Posted on the 19th February 2011

Etosha NP and the Erongo Mountains

This was to be a trip of 14 days – 3 nights in each of the camps in Etosha and 3 nights at Erongo Mountain Lodge in the Erongo Mountains plus a night each way in Windhoek. Malcolm Gemmell from Button Birding was my guide again – no ladies on this occasion, it was to be a “boys only trip” with full days of birding.

Malcolm and I met up at Cape Town Airport after he flew in from Durban and after lunch we flew out for Windhoek at 1545. A nice flight up with good views under a cloudless sky and we arrived on time. After collecting our hire care we had a short journey into Windhoek to our B & B.

▶ _RECORD EXCERPTS_
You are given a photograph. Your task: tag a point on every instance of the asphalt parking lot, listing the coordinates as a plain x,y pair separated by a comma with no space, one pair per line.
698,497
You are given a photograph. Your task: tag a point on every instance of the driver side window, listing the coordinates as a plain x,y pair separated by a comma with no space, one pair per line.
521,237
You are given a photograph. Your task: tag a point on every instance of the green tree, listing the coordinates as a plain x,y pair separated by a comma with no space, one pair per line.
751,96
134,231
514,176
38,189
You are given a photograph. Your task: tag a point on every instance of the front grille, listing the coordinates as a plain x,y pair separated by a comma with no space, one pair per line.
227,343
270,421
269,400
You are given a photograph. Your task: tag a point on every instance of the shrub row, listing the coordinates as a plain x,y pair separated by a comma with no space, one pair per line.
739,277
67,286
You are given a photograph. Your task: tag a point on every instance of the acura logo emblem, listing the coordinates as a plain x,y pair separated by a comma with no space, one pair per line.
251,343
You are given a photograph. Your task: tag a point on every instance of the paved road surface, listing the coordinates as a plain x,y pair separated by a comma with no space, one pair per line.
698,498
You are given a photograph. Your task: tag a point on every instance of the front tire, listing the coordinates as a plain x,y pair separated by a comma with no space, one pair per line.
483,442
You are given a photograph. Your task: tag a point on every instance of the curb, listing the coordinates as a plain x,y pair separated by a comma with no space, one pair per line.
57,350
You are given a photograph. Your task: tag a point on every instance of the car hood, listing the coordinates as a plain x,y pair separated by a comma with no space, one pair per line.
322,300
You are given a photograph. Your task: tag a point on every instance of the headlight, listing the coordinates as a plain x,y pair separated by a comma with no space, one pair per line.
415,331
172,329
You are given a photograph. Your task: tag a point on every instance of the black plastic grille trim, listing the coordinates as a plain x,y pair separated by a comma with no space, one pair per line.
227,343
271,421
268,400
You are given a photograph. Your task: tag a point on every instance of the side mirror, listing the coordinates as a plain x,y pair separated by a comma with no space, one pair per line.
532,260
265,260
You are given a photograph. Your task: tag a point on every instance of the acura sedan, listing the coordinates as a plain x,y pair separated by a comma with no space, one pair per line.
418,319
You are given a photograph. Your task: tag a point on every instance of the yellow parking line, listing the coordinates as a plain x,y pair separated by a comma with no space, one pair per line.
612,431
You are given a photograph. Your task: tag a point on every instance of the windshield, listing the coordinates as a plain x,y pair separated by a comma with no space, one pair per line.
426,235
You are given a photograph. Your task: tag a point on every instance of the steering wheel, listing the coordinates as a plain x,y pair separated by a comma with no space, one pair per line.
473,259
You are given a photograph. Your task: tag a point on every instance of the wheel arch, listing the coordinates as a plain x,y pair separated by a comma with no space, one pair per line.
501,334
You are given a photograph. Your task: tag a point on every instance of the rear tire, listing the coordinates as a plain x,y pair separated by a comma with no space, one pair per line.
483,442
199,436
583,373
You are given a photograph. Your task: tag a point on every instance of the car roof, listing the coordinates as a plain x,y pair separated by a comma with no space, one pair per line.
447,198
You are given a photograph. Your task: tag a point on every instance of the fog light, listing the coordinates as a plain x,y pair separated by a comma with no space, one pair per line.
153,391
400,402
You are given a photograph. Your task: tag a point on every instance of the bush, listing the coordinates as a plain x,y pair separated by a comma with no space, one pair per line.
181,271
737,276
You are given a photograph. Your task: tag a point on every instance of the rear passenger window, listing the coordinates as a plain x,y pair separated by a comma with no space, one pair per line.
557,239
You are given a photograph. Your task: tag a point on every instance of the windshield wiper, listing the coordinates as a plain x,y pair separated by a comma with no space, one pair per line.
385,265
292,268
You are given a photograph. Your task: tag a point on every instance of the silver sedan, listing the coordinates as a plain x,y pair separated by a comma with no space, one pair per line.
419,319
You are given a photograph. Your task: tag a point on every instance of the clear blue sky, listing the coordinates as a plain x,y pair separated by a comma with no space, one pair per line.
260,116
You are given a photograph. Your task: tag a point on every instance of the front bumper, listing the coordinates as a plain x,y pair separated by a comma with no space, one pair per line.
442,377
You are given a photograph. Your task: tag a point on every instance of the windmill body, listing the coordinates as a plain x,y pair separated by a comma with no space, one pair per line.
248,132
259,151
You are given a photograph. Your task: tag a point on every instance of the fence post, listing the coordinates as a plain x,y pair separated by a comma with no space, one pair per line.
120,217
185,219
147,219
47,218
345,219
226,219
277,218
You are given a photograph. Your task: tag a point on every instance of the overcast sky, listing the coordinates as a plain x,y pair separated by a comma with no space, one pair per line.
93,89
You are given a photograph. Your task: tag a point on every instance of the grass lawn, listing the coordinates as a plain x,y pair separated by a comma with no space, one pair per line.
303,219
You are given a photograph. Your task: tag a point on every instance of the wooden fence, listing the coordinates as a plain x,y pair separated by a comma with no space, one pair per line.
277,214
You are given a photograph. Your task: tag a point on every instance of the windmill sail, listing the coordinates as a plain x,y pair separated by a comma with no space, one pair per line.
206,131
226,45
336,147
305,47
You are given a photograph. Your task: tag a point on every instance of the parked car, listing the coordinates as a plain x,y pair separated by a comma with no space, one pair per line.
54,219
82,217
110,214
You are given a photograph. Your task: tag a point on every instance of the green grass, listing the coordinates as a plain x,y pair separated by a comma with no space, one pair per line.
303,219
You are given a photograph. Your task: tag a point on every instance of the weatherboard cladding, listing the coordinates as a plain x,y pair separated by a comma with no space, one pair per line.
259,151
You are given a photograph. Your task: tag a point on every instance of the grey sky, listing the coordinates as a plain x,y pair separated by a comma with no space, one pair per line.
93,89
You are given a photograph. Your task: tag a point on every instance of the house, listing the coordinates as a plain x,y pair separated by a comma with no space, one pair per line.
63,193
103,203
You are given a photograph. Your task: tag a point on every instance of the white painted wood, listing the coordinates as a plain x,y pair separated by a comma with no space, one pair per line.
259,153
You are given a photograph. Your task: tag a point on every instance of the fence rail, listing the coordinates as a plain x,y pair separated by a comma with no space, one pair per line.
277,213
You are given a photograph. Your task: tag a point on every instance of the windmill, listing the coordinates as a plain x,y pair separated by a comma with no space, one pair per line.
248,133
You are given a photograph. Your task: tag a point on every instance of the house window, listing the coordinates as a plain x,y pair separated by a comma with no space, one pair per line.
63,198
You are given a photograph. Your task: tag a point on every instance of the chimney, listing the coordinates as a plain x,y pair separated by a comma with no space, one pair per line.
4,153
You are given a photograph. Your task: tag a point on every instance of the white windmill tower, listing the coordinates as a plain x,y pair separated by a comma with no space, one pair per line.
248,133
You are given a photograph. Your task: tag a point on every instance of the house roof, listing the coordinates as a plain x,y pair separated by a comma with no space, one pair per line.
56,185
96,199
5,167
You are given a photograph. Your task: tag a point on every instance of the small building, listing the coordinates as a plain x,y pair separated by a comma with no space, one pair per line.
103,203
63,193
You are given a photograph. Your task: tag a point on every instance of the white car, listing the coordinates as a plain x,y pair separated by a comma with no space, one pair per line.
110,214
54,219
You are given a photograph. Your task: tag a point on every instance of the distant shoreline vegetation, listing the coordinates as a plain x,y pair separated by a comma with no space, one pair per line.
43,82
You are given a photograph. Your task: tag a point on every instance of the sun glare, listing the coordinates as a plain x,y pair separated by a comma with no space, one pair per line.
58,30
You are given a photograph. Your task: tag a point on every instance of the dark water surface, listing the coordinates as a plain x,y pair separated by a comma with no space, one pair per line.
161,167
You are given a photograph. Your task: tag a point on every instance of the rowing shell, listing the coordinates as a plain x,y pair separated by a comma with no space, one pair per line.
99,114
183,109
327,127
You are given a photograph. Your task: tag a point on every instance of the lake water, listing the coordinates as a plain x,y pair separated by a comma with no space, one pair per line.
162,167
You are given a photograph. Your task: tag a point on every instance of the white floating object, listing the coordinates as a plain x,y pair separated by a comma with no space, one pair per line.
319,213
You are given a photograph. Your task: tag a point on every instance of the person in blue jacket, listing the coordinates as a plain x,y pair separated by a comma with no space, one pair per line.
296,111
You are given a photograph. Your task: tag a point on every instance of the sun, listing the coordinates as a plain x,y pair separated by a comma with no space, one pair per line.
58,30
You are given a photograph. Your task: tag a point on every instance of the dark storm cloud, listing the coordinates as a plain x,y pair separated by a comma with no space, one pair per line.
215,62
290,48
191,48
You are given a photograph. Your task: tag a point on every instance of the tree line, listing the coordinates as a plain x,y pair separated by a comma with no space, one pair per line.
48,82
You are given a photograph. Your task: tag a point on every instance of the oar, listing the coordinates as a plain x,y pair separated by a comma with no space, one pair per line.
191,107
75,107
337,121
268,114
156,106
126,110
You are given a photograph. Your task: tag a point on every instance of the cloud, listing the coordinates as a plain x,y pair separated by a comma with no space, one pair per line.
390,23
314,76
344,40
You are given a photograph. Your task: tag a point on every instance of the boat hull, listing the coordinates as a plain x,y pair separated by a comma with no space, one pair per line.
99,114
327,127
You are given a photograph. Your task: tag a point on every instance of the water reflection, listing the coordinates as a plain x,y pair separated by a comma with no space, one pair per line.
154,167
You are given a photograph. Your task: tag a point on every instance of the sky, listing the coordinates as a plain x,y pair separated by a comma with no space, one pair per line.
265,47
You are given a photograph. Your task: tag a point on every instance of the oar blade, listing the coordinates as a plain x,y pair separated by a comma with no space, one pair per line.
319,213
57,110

▶ _WORK REQUIRED_
Can you resume the account of the birding trip to Etosha and the Erongo Mountains, picking up after its last sentence?

▶ _RESPONSE BELOW_
Day 1 – Windhoek to Lake Otjikoto/Namutoni/Fichers’s Pan

If you bird with Malcolm get used to getting up in the dark. It is 0415 and Malcolm has the coffee on, freshly made from his own coffee in a Plunger Pot. We load up and leave at 0515. It is raining hard and would do for several hours as we headed North. There were big gatherings of Black Kite interspersed with Yellow-billed Kite plus Abdim’s Storks (a lifer for me). We stopped by a small koppie about 400km North of Windhoek for our picnic breakfast (kindly packed by the B & B). Despite the rain we are sheltering under the car tail-gate with binoculars trained on Common, White-rumped and Little Swifts, Acacia Pied Barbets, Crimson-breasted Shrike, Desert Barred Warbler (a lifer for me and Malcolm) and Brown-crowned Tchagra. Lake Otjikoto is well worth a visit when travelling to Namutoni. It is just after Tsumeb and on the same road. A walk around the lake through the Acacia trees and grasslands is well worth the effort. There is a small entrance fee.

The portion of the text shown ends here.